Selected passage:
+ + +

The right to live, to exist and to flow
February 9, 2024 12:35 AM   Subscribe

This pristine Canadian river has legal personhood, a new approach to conserving nature, is a review of the documentary "I am the Magpie River". posted by chavenet (6 comments total) 10 users marked this as a favorite
 
This is good. Rivers should have more of a right to exist than corporations.
posted by mhoye at 6:23 AM on February 9 [11 favorites]


This is so cool! Thank you for sharing. Protecting waters has been so challenging globally, with very few early laws in most countries about it. Trying to pass protections after people have gotten used to exploiting them as a "resource" is very challenging. This is a great approach in places where indigenous people have some power over control of their lands.
posted by hydropsyche at 8:21 AM on February 9 [1 favorite]


I like the mapping of a river to a person who can travel without losing their independence & autonomy.

+ + +

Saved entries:
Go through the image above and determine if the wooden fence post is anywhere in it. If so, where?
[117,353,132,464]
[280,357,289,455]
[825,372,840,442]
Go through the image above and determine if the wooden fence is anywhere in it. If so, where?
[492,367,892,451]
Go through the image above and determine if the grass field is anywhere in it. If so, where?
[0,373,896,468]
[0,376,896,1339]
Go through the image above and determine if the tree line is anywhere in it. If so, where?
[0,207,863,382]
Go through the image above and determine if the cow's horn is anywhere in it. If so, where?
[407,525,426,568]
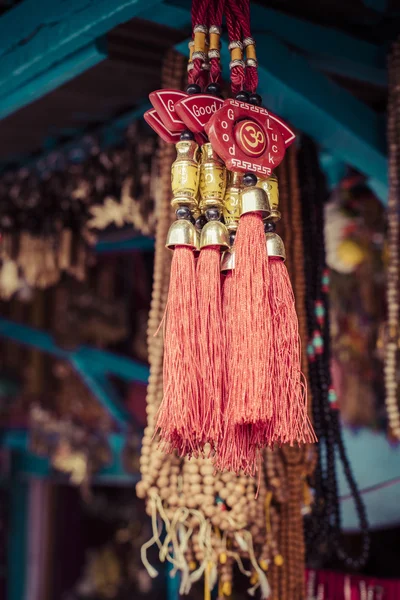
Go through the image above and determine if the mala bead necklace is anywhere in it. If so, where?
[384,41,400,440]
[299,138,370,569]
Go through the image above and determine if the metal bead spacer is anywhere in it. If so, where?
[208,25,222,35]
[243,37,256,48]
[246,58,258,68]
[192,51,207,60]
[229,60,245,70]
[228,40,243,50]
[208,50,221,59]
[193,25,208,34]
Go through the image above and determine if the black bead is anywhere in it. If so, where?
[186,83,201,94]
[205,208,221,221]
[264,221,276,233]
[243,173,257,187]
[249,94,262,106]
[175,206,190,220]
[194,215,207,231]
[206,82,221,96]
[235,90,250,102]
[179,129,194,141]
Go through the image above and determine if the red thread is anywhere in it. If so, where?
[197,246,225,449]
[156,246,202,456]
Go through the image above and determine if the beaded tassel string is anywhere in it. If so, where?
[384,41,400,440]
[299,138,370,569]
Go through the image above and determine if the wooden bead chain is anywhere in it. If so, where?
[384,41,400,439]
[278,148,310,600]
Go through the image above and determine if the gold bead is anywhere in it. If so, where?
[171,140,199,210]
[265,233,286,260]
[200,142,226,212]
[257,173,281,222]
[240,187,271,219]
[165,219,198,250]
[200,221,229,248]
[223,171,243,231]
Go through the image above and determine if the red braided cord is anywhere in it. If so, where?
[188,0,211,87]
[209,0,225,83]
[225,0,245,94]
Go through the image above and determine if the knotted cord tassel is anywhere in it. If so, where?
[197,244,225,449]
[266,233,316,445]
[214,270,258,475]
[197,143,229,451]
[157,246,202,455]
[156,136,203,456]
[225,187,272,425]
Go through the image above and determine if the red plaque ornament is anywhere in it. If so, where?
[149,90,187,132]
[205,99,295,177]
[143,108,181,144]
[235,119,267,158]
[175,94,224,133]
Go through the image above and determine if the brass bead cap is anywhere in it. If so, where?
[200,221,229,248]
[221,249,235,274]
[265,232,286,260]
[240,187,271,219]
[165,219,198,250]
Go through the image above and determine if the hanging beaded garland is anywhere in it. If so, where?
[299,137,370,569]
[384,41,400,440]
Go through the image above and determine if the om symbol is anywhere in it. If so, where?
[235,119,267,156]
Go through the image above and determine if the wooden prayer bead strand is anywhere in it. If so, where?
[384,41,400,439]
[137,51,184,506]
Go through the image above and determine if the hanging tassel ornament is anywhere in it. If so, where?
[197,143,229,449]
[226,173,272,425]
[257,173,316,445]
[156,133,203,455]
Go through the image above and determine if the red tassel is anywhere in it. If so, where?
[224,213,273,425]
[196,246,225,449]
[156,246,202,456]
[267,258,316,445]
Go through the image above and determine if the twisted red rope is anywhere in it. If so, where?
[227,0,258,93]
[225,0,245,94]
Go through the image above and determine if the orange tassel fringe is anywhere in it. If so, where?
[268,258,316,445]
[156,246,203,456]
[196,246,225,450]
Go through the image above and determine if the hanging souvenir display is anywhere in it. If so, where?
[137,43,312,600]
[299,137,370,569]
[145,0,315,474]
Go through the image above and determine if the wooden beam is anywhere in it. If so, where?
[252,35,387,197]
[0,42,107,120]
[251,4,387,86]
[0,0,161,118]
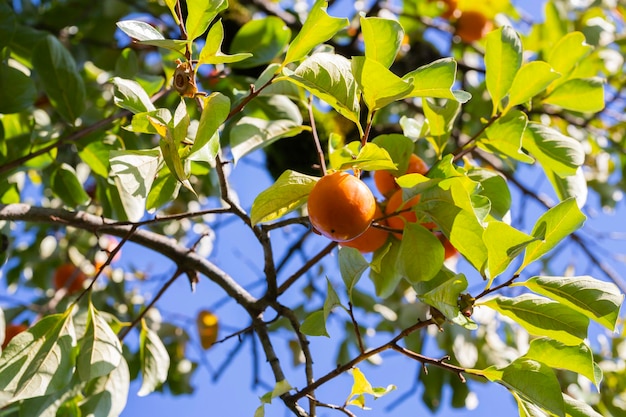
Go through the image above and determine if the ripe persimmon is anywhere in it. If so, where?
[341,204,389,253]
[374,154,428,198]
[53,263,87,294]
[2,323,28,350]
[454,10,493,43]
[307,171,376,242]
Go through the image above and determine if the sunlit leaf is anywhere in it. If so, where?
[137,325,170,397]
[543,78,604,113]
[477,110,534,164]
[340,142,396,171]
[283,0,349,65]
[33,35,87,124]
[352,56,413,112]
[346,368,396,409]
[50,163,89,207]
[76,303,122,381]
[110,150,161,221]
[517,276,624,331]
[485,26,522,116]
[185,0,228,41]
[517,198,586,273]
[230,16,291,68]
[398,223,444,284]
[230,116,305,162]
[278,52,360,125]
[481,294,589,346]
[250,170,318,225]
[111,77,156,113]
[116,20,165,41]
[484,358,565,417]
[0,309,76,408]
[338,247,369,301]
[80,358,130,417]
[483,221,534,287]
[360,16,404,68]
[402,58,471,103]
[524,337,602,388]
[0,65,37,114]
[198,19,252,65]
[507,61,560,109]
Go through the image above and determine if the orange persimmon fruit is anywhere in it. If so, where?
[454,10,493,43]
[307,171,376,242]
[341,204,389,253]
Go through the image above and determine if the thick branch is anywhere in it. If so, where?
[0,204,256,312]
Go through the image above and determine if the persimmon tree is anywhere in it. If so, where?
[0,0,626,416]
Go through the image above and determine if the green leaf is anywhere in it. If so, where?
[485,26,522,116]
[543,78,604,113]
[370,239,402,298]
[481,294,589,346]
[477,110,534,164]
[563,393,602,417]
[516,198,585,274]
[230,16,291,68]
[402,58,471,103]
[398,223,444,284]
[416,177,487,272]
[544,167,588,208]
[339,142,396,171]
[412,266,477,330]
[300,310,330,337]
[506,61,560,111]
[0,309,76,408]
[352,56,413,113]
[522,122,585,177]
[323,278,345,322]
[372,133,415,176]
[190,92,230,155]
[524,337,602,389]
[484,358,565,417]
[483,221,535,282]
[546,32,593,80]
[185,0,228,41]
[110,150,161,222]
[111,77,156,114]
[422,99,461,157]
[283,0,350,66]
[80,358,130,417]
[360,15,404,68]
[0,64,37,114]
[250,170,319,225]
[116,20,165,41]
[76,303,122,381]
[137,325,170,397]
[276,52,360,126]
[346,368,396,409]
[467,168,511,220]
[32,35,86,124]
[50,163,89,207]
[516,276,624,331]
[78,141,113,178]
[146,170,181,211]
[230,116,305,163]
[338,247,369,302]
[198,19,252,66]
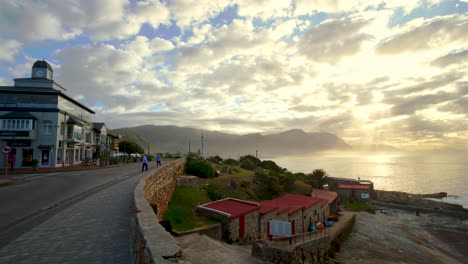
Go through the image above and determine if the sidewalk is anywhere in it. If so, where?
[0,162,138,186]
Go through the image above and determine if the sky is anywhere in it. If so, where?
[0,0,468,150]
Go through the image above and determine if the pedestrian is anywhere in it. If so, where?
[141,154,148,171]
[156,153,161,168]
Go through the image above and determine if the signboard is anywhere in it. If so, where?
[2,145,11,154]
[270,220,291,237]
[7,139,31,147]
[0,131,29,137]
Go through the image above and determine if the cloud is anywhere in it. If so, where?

+ + +

The tasks:
1. Reproduce word for word the part of the Magpie River thread starting with "posted by hydropsyche" and going on through "independence & autonomy.".
2. According to the Magpie River thread, why has protecting waters been so challenging globally? Answer in one to three sentences.
3. In the Magpie River thread, what is the title of the documentary that the linked article reviews?
Rely only on the text to complete the work.

Answers to the exercise:
1.
posted by hydropsyche at 8:21 AM on February 9 [1 favorite]


I like the mapping of a river to a person who can travel without losing their independence & autonomy.

2. Most countries had very few early laws about protecting waters. Passing protections after people have gotten used to exploiting waters as a "resource" is very challenging.

3. "I am the Magpie River"